>> start

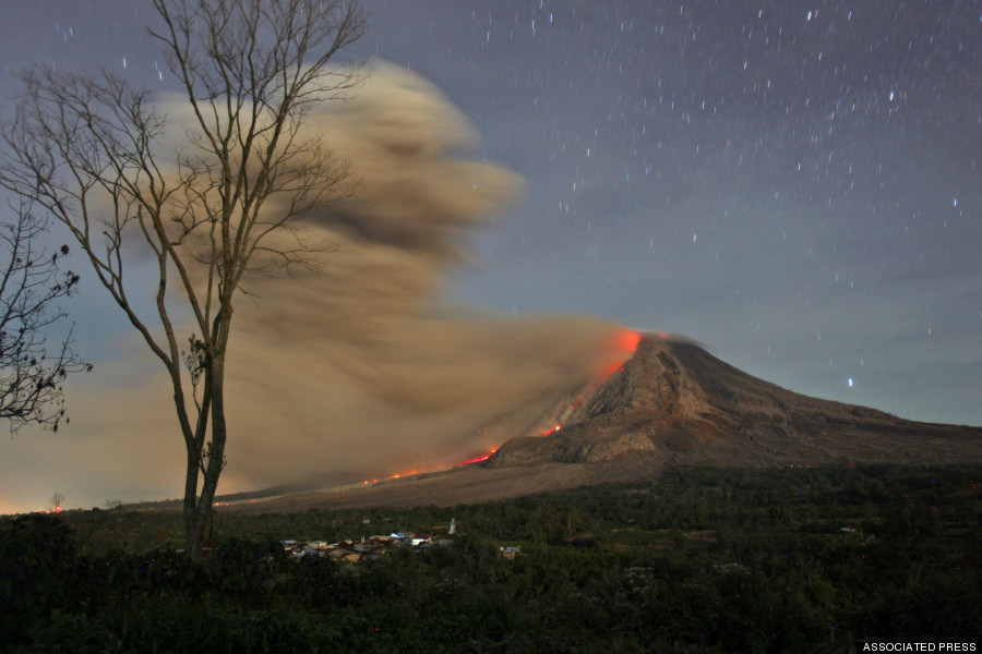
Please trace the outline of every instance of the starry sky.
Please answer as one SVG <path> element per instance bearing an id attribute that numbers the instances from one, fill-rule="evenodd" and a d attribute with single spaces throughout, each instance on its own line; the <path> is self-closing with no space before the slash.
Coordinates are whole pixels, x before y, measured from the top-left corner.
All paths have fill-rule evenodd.
<path id="1" fill-rule="evenodd" d="M 147 4 L 3 3 L 4 114 L 31 64 L 172 90 Z M 794 391 L 982 424 L 982 1 L 364 4 L 350 55 L 429 80 L 476 158 L 524 178 L 462 237 L 447 301 L 676 332 Z M 94 286 L 69 308 L 98 372 L 125 326 Z"/>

>> end

* [SHORT PROBLEM]: Switch "starry sky" to "night sky" throughout the lines above and write them out again, changing nothing else. Omit the pictures from your answer.

* [FINISHED EXERCISE]:
Please trace the outline of every instance of the night sky.
Please answer as one SVG <path> element per instance bearing an id attribute that numbers the instances from one, fill-rule="evenodd" and a d attribute with single spaces throughout, each instance on its own line; the <path> is self-closing with no space before the slash.
Coordinates are whole pixels, x before y, measured from the top-left corner.
All paths have fill-rule evenodd.
<path id="1" fill-rule="evenodd" d="M 147 4 L 3 3 L 4 114 L 31 64 L 172 90 Z M 794 391 L 982 424 L 982 1 L 364 4 L 350 55 L 429 80 L 476 158 L 524 178 L 462 237 L 447 301 L 676 332 Z M 94 286 L 69 308 L 98 372 L 125 326 Z"/>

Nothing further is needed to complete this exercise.